§ Given passage:
Introduction to NLP course (2017-2018).

Homework 3: Distributional semantic models.

Objectives:

1) Obtain co-occurrence vector representations with the followin properties:
- window size 1, pmi, svd (50)
- window size 3, no modifications
- window size 3, pmi, no svd
- window size 3, no pmi, svd (50)
- window size 3, pmi, svd (50)

2) Obtain word2vec embeddings with the following properties
- window size 1, 50 dimensions
- window size 1, 200 dimensions
- window size 3, 50 dimensions
- window size 3, 200 dimensions
- window size 5, 50 dimensions

3) Compare the performance of the 10 representations in 1 and 2 on the following tasks:
- similarity between "man" and "woman"
- the 5 most similar words to "car"
- for DISSECT representations , correlation with gold standard
- for Word2Vec, the similarity between "queen" and "king + woman - man"

In [2]:
# Import section
import nltk
from nltk.corpus import gutenberg
from nltk import FreqDist
from nltk.collocations import *
import re
from collections import Counter
import numpy as np
import operator
from scipy import spatial

# Dissect
from composes.semantic_space.space import Space
from composes.utils import io_utils
from composes.transformation.scaling.ppmi_weighting import PpmiWeighting
from composes.transformation.dim_reduction.svd import Svd
from composes.similarity.cos import CosSimilarity
from composes.utils import scoring_utils

# Gensim
import gensim 

In [3]:
## Load the corpus
corpus = gutenberg.words()

In [4]:
def getSpace(windowSize):
    ## generate the raw co-occurrence count within a window of 1
    cooc = BigramCollocationFinder.from_words(corpus,window_size=windowSize + 1).ngram_fd.items()

    ## convert the list of collocates in a dictionary

    # Initialize the dict
    cooc_dict = {}
    print("Going to loop through the list")

§ Required task 1: Reproduce the entire NLP homework notebook word for word.
The records have no connection to the NLP homework notebook.

§ Listed entries:

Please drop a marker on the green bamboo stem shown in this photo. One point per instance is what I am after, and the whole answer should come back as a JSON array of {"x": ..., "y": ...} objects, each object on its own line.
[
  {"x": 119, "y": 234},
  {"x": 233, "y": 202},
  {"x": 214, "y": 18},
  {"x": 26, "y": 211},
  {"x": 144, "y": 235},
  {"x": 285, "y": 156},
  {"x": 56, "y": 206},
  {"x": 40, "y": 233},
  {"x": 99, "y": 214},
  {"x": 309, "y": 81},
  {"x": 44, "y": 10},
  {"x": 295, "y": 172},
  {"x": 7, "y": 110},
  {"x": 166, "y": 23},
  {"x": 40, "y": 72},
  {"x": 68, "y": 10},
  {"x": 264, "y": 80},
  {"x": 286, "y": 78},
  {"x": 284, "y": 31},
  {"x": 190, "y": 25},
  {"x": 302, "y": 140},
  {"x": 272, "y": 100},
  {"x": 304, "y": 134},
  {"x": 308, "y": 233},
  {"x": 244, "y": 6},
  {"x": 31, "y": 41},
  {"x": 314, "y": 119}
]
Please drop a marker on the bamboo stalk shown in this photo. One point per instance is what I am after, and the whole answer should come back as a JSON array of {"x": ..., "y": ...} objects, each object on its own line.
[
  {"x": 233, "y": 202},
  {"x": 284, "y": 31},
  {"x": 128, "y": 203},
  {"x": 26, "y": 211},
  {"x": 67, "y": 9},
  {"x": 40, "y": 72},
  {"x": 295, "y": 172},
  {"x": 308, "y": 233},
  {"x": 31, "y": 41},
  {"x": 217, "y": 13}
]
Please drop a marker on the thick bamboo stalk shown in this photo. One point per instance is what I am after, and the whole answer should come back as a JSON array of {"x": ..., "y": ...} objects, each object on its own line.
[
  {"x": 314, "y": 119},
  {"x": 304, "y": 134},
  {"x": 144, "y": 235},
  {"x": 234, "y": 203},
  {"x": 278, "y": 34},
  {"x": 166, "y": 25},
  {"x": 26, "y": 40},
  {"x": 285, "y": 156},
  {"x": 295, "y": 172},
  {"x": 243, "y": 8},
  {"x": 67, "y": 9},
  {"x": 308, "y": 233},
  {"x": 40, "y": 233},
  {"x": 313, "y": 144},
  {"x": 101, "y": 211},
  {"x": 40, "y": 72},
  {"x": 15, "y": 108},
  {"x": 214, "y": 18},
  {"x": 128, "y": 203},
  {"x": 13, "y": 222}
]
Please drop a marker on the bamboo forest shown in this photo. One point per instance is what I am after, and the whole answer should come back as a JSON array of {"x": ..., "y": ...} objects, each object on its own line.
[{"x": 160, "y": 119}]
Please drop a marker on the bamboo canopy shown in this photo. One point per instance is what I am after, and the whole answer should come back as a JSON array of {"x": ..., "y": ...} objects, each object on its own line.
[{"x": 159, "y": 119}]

§ Required task 2: Please write out everything in the records from the line containing "Please drop a marker on the thick" down to the end of the records, both ends included and the requests kept, with every x and y coordinate in the answers multiplied by 0.25 and rounded to a whole number, halves rounded up. Return only those lines.

§ Complete response 1:
Introduction to NLP course (2017-2018).

Homework 3: Distributional semantic models.

Objectives:

1) Obtain co-occurrence vector representations with the followin properties:
- window size 1, pmi, svd (50)
- window size 3, no modifications
- window size 3, pmi, no svd
- window size 3, no pmi, svd (50)
- window size 3, pmi, svd (50)

2) Obtain word2vec embeddings with the following properties
- window size 1, 50 dimensions
- window size 1, 200 dimensions
- window size 3, 50 dimensions
- window size 3, 200 dimensions
- window size 5, 50 dimensions

3) Compare the performance of the 10 representations in 1 and 2 on the following tasks:
- similarity between "man" and "woman"
- the 5 most similar words to "car"
- for DISSECT representations , correlation with gold standard
- for Word2Vec, the similarity between "queen" and "king + woman - man"

In [2]:
# Import section
import nltk
from nltk.corpus import gutenberg
from nltk import FreqDist
from nltk.collocations import *
import re
from collections import Counter
import numpy as np
import operator
from scipy import spatial

# Dissect
from composes.semantic_space.space import Space
from composes.utils import io_utils
from composes.transformation.scaling.ppmi_weighting import PpmiWeighting
from composes.transformation.dim_reduction.svd import Svd
from composes.similarity.cos import CosSimilarity
from composes.utils import scoring_utils

# Gensim
import gensim 

In [3]:
## Load the corpus
corpus = gutenberg.words()

In [4]:
def getSpace(windowSize):
    ## generate the raw co-occurrence count within a window of 1
    cooc = BigramCollocationFinder.from_words(corpus,window_size=windowSize + 1).ngram_fd.items()

    ## convert the list of collocates in a dictionary

    # Initialize the dict
    cooc_dict = {}
    print("Going to loop through the list")

§ Complete response 2:
Please drop a marker on the thick bamboo stalk shown in this photo. One point per instance is what I am after, and the whole answer should come back as a JSON array of {"x": ..., "y": ...} objects, each object on its own line.
[
  {"x": 79, "y": 30},
  {"x": 76, "y": 34},
  {"x": 36, "y": 59},
  {"x": 59, "y": 51},
  {"x": 70, "y": 9},
  {"x": 42, "y": 6},
  {"x": 7, "y": 10},
  {"x": 71, "y": 39},
  {"x": 74, "y": 43},
  {"x": 61, "y": 2},
  {"x": 17, "y": 2},
  {"x": 77, "y": 58},
  {"x": 10, "y": 58},
  {"x": 78, "y": 36},
  {"x": 25, "y": 53},
  {"x": 10, "y": 18},
  {"x": 4, "y": 27},
  {"x": 54, "y": 5},
  {"x": 32, "y": 51},
  {"x": 3, "y": 56}
]
Please drop a marker on the bamboo forest shown in this photo. One point per instance is what I am after, and the whole answer should come back as a JSON array of {"x": ..., "y": ...} objects, each object on its own line.
[{"x": 40, "y": 30}]
Please drop a marker on the bamboo canopy shown in this photo. One point per instance is what I am after, and the whole answer should come back as a JSON array of {"x": ..., "y": ...} objects, each object on its own line.
[{"x": 40, "y": 30}]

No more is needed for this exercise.